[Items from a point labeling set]
-- Start --

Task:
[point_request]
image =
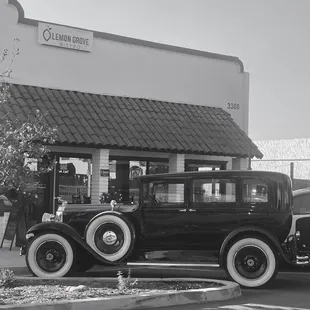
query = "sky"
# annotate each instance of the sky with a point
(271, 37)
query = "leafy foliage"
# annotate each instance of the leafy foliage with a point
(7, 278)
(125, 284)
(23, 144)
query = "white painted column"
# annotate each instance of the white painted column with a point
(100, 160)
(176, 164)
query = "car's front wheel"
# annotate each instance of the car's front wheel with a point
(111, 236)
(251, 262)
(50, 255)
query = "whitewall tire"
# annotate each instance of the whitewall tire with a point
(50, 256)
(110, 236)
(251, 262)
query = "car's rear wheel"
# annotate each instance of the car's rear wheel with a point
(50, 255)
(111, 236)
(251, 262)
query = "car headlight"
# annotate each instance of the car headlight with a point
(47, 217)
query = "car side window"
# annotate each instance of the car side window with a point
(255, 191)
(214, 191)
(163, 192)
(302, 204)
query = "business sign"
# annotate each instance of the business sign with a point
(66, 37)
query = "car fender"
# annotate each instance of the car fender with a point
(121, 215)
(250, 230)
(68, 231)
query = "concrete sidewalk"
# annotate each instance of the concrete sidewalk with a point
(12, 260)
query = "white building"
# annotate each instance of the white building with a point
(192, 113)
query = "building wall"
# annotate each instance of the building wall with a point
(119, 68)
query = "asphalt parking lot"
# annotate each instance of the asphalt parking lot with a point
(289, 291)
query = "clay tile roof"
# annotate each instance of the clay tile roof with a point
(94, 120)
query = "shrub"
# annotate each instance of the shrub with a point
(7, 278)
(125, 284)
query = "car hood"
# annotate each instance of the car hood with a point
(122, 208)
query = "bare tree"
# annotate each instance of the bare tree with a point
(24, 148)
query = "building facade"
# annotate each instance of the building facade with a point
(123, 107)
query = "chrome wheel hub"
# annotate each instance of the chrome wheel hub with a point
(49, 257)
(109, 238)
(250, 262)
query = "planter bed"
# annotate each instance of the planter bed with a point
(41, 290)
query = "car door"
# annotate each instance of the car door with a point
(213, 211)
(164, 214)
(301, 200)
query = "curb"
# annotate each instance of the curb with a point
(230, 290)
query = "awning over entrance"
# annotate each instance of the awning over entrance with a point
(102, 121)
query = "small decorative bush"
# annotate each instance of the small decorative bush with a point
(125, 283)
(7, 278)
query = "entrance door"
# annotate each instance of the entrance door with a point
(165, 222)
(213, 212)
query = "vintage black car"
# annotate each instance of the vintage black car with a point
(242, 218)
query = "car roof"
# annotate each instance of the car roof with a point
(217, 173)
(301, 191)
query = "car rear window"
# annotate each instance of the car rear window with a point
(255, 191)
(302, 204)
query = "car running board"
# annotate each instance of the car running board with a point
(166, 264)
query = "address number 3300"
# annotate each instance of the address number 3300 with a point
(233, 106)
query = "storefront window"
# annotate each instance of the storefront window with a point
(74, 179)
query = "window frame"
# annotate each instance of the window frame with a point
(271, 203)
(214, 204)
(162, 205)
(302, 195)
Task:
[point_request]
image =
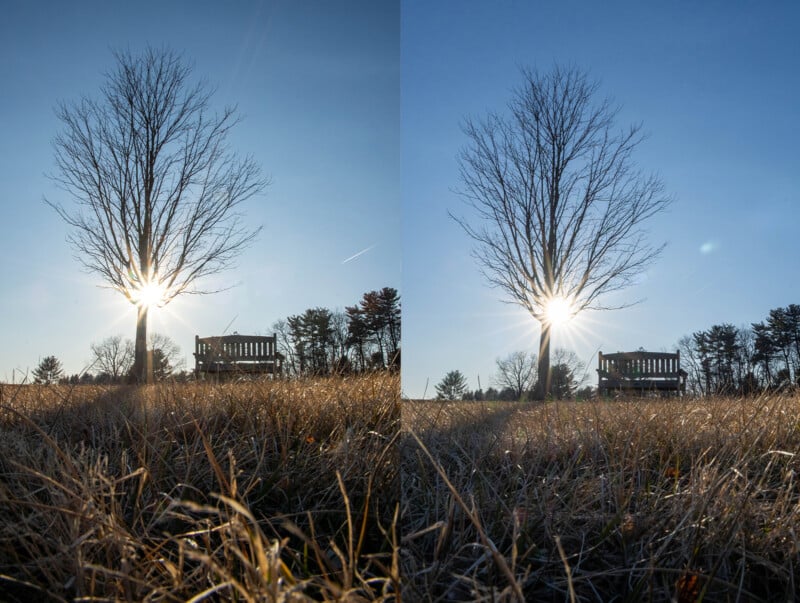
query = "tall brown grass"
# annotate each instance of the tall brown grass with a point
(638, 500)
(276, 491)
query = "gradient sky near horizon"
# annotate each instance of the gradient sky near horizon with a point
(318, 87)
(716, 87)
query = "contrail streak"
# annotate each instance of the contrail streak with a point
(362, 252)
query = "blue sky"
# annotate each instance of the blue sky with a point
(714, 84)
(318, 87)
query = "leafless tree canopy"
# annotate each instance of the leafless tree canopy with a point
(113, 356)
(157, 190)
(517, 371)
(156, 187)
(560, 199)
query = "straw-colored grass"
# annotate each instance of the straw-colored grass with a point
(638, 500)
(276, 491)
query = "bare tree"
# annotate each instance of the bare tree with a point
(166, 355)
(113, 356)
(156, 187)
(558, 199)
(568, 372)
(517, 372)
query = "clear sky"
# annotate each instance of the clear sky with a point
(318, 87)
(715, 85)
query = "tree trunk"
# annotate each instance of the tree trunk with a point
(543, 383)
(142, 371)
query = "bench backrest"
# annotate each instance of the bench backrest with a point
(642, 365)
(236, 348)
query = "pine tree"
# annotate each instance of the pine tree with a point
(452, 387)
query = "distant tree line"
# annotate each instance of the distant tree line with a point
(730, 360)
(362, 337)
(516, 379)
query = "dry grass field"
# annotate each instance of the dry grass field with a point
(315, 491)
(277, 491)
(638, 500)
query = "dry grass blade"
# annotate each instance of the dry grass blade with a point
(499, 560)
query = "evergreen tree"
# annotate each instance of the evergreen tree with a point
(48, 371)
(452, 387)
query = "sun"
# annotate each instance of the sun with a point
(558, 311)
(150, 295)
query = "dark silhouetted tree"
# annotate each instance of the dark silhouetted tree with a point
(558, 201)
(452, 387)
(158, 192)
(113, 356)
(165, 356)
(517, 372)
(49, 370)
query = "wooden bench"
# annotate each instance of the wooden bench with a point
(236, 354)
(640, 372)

-- End --

* Aim:
List every line of the items above that contains the string "clay", treating uppercase and lowercase as different.

* Exercise response:
query = "clay tile roof"
# annotate each instance of the clay tile roof with a point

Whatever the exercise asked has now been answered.